PASSAGE EXTRAIT:
++++++++++++++++++++
Artiste australienne vivant et travaillant à Paris, Julianne Rose fut modèle à l'âge de dix-huit ans, après avoir remporté un concours de beauté, avant de devenir photographe pour des magazines de mode et pour la publicité.
Alors se préparait son travail personnel, traduisant ses interrogations sur l'image de l'enfant et la représentation du corps dans les sociétés modernes ainsi que sur le rôle de la mode dans le développement de la personnalité de l'enfant. De même, elle présente une critique radicale de la société de consommation.
Dans l'exposition parisienne en 2006 The flesh and Blood Toy Store (le magasin de jouets en chair et en os), l'artiste confronte l'image de l'enfant à celle de la poupée. A l'observation de ces photographies, on peut se demander qui de l'enfant ou de la poupée, est le modèle de l'autre, dans une société où l'on souhaite ressembler à un modèle de beauté.
A propos de la collection Flesh and Plastics (2005-2007), extrait de la revue Eyemazing en 2008 : "Elle explore la marchandisation de l'enfant au service de la publicité faite par l'adulte, le paradoxe de l'enfant à la fois consommateur d'objets et enfant-objet, s'interrogeant sur l'utilisatiion de l'identité de l'enfant dans la publicité, dans la mesure où le consumérisme et la publicité standardisent les comportements individuels et les paradigmes de la beauté. La collection consiste en des diptyques qui juxtaposent l'image d'un enfant réel à celle de sa réplique en poupée. Dans chaque cas une dualité est créée : chair/plastique, réalité/rêve, vivant/non vivant. C'est une dualité à travers laquelle l'enfant apparaît (...) tout simplement transformé en un nouvel objet fétiche ou de consommation. En même temps, il est aussi un consommateur potentiel des jouets auquel il va inconsciemment chercher à ressembler."
++++++++++++++++++++
DONNÉES FOURNIES:
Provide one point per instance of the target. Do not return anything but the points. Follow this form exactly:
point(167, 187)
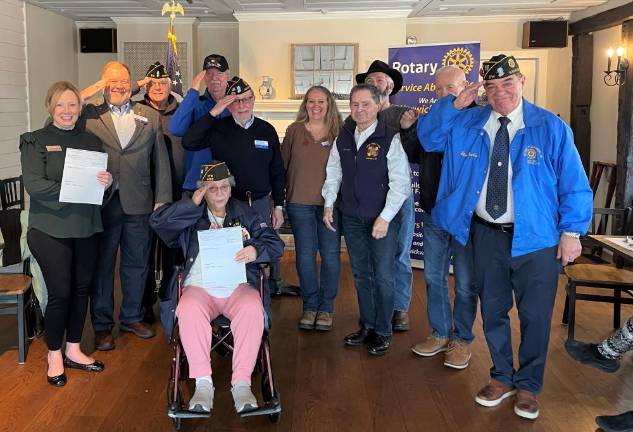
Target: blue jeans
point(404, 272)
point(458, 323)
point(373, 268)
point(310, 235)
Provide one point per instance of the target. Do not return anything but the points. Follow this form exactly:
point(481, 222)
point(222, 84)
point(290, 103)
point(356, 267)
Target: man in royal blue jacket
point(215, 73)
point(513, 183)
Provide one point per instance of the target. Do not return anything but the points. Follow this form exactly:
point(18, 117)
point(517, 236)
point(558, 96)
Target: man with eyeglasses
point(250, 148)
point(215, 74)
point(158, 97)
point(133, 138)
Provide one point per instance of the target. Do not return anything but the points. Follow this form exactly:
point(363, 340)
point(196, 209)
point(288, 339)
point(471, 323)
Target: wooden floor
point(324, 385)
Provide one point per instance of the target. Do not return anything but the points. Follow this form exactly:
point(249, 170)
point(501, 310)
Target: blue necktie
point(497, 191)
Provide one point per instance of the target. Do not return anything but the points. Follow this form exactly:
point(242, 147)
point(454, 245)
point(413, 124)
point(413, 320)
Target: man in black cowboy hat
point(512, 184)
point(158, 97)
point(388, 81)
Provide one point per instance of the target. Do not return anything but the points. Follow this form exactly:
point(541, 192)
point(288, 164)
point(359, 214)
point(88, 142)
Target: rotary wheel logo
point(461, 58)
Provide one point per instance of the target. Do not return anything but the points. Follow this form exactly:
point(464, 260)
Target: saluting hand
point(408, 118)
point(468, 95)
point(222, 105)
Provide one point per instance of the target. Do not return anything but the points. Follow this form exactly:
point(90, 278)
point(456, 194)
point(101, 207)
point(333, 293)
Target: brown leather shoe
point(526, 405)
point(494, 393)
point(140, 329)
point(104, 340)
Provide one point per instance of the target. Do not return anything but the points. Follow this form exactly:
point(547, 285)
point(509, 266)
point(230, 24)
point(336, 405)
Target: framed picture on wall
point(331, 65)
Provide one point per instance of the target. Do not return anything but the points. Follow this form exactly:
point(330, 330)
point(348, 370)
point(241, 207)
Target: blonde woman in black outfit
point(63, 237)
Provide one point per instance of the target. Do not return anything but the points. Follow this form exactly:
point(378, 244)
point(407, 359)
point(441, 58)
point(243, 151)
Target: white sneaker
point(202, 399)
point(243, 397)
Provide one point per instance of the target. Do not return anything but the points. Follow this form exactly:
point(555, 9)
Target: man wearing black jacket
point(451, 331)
++++++++++++++++++++
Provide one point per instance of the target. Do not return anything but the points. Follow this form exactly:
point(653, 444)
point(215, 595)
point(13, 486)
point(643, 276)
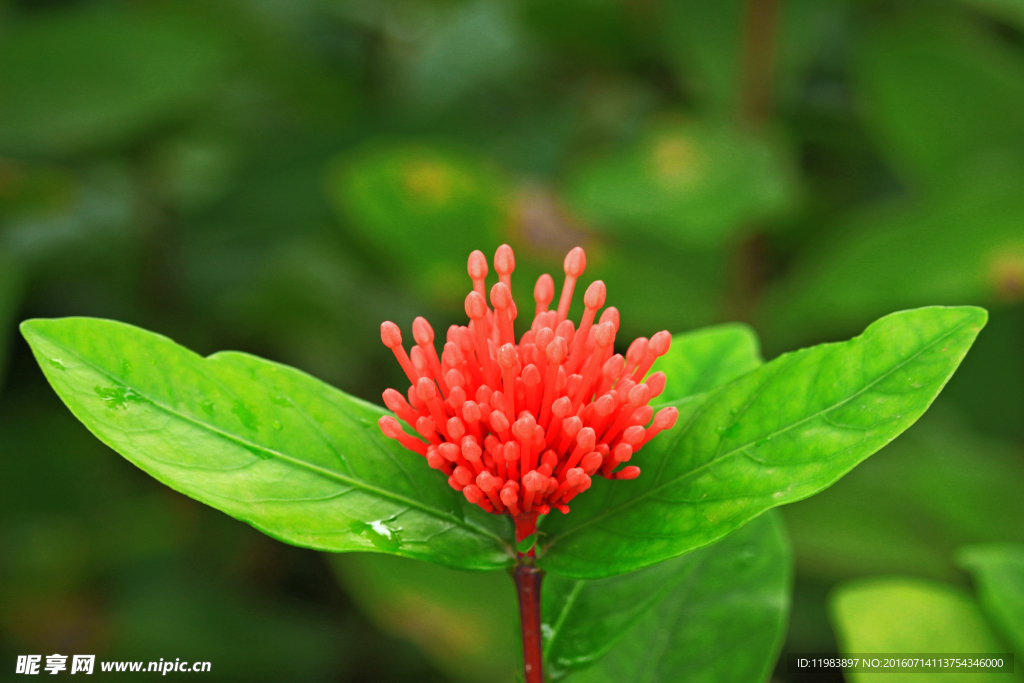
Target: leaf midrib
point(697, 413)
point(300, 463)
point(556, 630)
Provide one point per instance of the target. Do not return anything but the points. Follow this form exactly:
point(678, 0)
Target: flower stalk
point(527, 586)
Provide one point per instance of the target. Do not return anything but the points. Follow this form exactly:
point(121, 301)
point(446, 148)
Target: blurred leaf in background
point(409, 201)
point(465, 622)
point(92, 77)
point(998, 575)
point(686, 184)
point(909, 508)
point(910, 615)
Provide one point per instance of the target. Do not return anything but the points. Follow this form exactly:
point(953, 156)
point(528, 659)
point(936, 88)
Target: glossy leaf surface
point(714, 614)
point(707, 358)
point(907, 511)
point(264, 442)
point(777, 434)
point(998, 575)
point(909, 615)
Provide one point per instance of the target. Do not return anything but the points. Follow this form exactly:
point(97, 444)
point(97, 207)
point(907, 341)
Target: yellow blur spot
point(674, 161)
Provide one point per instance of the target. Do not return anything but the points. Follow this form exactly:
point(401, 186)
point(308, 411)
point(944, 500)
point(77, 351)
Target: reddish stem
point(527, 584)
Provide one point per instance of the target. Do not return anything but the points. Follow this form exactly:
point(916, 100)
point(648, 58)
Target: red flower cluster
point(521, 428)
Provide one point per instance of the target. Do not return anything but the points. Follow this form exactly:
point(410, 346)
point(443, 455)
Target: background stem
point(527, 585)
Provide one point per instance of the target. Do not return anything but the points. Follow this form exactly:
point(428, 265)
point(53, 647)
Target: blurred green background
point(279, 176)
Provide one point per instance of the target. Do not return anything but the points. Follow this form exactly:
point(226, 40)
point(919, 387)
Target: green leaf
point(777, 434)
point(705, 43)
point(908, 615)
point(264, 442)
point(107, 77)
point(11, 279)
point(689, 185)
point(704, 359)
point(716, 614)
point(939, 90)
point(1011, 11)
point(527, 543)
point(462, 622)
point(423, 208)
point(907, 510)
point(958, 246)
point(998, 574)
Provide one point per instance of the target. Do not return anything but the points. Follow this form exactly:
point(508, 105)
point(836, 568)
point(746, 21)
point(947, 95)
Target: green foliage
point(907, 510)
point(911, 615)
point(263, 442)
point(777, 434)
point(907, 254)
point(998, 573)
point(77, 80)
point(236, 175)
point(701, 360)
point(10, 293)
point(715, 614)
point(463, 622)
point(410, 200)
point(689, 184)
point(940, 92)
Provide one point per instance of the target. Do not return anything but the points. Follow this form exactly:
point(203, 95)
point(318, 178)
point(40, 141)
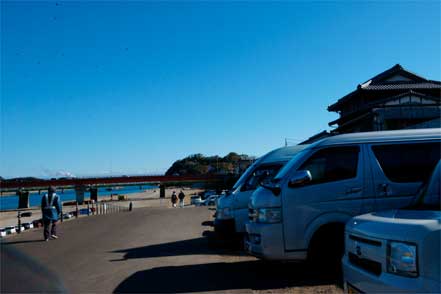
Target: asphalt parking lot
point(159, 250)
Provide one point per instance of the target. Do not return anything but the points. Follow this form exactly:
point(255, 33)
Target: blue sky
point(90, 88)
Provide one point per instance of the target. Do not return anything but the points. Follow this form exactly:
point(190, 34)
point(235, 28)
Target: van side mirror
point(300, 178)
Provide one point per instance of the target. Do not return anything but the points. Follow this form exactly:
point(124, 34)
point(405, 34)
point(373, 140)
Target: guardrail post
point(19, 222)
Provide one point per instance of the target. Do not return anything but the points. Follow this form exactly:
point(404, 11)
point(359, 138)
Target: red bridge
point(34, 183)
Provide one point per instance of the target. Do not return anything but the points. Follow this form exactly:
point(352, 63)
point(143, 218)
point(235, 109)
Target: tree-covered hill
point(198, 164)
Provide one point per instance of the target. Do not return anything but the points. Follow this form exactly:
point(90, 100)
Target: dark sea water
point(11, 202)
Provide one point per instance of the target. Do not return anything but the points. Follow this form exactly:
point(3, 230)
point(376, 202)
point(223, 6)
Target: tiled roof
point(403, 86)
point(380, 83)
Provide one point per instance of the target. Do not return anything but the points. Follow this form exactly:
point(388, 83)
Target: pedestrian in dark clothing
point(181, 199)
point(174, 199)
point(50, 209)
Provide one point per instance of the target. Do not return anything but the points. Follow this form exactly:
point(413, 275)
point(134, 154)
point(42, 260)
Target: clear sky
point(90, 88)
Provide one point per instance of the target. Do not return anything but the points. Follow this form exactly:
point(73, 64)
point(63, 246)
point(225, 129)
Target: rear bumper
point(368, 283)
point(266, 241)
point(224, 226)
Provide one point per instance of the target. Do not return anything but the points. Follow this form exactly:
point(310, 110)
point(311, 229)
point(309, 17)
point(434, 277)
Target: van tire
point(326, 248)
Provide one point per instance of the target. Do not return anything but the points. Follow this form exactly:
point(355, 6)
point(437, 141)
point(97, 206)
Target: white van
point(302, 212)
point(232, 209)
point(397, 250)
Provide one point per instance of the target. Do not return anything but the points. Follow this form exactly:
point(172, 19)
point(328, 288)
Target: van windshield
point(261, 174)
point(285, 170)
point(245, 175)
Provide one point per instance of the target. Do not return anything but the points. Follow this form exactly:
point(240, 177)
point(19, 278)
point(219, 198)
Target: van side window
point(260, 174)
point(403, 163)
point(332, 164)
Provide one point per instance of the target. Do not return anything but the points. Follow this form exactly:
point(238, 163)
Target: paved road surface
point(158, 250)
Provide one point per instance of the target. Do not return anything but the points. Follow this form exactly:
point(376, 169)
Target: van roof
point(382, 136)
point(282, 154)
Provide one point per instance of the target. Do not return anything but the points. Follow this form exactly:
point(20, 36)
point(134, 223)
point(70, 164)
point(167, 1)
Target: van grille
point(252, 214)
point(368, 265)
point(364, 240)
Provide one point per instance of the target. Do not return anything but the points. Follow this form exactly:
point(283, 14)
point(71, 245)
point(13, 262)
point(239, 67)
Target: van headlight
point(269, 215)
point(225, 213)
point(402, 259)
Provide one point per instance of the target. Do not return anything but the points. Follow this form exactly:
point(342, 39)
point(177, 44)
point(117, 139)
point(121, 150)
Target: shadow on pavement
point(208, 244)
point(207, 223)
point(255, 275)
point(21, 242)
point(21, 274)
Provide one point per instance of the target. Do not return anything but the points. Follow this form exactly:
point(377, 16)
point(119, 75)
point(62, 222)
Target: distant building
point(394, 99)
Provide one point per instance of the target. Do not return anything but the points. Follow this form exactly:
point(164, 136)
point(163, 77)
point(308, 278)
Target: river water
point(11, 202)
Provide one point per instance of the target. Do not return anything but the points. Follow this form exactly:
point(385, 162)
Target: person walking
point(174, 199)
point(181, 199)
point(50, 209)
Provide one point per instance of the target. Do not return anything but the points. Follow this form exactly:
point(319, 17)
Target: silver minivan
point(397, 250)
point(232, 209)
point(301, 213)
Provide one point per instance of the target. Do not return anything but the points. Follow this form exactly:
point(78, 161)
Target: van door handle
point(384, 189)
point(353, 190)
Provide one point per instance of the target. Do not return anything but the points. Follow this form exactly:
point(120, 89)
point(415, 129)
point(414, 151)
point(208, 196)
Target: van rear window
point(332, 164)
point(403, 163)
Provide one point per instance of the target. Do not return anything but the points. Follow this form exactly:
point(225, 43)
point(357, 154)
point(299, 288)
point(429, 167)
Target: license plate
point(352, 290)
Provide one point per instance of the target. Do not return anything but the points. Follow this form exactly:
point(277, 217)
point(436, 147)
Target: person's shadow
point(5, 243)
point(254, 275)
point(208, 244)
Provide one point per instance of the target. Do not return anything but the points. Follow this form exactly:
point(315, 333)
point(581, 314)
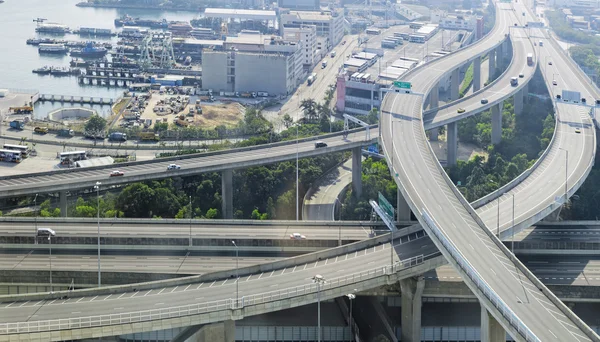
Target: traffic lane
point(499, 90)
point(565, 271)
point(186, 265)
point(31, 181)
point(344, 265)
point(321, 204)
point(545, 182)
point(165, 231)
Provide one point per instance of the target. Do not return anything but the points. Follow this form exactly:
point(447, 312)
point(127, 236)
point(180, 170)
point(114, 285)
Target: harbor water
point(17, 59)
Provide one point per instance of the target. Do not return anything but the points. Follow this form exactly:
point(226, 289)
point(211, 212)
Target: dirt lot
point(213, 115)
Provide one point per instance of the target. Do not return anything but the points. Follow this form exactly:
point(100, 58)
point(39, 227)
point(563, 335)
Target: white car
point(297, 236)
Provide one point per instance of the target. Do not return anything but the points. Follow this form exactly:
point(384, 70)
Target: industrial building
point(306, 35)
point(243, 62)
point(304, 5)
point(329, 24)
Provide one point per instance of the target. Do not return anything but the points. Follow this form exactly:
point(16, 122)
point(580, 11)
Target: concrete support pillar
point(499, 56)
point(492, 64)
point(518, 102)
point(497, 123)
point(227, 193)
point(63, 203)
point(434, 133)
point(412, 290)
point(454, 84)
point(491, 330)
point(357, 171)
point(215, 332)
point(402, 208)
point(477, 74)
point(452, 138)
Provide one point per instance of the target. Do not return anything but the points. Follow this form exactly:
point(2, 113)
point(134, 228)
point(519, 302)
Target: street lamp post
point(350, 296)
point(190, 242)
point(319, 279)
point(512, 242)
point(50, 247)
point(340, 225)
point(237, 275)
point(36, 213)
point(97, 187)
++++++++++++++++++++
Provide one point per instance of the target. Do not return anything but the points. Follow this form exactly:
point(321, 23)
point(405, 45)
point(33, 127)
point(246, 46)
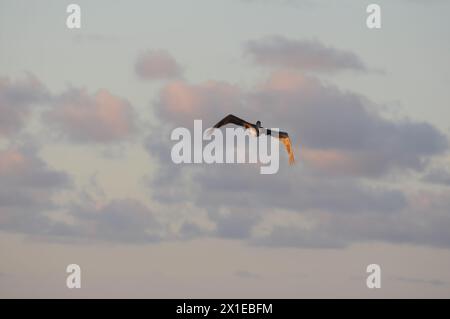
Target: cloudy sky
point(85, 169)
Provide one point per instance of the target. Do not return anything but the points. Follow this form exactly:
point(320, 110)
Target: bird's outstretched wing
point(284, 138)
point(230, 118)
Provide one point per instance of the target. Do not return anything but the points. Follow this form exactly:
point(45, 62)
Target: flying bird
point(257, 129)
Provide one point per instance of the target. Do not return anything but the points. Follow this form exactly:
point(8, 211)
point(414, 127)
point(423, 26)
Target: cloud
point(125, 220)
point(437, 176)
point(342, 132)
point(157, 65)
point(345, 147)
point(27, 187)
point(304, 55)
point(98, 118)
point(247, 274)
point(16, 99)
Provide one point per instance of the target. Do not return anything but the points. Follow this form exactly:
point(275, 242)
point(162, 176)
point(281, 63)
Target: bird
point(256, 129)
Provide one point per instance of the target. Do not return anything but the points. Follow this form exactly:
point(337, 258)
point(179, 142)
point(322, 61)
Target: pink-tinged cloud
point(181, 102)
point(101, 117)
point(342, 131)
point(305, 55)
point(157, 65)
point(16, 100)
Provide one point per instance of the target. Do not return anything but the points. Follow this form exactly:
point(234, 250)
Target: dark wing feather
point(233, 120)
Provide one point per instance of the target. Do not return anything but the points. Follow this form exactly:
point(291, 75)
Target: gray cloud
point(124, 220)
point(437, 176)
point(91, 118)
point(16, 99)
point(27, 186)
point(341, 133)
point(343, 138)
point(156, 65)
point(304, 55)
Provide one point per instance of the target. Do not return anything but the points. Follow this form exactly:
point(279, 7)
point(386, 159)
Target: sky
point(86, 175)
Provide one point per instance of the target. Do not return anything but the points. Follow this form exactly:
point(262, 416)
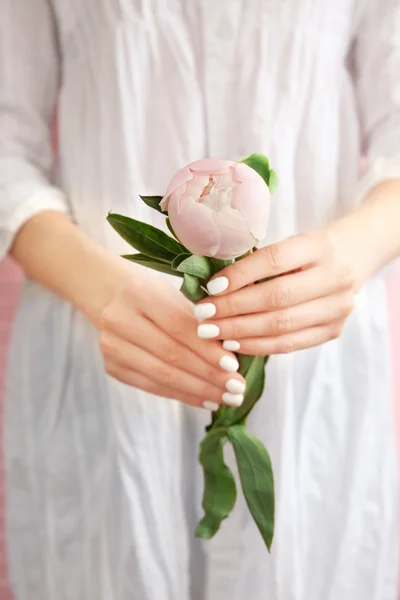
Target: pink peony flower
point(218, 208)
++++++++++++++++++++
CONSIGNE ÉCRITE A:
Recopiez tel quel tout le passage du texte sur Julianne Rose, depuis « Dans l'exposition parisienne » jusqu'à « modèle de beauté. ».
CONSIGNE ÉCRITE B:
Poursuivez le texte sur Julianne Rose à partir de sa dernière phrase.

RÉPONSE ÉCRITE A:
Dans l'exposition parisienne en 2006 The flesh and Blood Toy Store (le magasin de jouets en chair et en os), l'artiste confronte l'image de l'enfant à celle de la poupée. A l'observation de ces photographies, on peut se demander qui de l'enfant ou de la poupée, est le modèle de l'autre, dans une société où l'on souhaite ressembler à un modèle de beauté.

RÉPONSE ÉCRITE B:
"A travers le triptyque intitulé Singing Autoportrait - The world Survival Tour 1966-2006 (2006), se lève (...) l'élue "Australia's face of 85", Julianne Rose, qui a personnellement connu la gloire éphémère et vaine des concours de beauté, dont elle a vite compris l'idélologie aliénante : "Quand on t'appelle pour ta plastique,(...) on ne demande pas ce que tu as à dire...". D'où ce triptyque magistral dont la partie centrale figure l'artiste, buste ceint de l'écharpe gagnante plastifiée comme celle des poupées Barbie, contrastant avec un visage de quadragénaire outrageusement fardé (...) ; et dont les volets gauche et droit exhibent un corps de poupée en plastique aux piles ridiculement apparentes. Mais que l'on presse le sein droit et se déclenche le refrain connu de Gloria Gaynor," I will survive". Si l'on se prend d'abord à sourire, comme devant une installation ludique, très vite cependant les mots eux-mêmes font sens et modifient radicalement la perception du triptyque : I will survive. Quels que soient les outrages du temps, quelle que soit l'aliénation à laquelle vous soumettrez mon corps et mon identité, je me redresserai, la tête haute, légère, altière, souriante. Femme, enfin." (Dominique Baqué dans la revue ArtPress d'octobre 2006)
La collection Livedolls (2005-2009) illustre l'ambigüité entre l'être réel et sa représentation. Julianne Rose y présente des photographies de poupées qui ont des visages d'enfants, modèles de perfection faisant écho à cet idéal de beauté alimenté par les médias. Là encore, on est intrigué par l'esthétique à la fois parfaite et dérangeante de ces portraits. Les poupées, d'une sensualité déshumanisée, ont de beaux yeux et un teint de rêve. Alors surgit cette question : ces visions sortent-elles d'un catalogue d'enfants destiné à des parents obsédés de perfection ? Ou sont-elles des poupées vivantes ?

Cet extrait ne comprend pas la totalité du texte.